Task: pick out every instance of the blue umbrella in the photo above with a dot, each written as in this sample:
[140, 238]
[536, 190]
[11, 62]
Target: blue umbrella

----------

THE EXERCISE = Count the lines of the records that contain the string "blue", matching case exactly. Reply with only the number.

RESULT OF THIS TASK = 2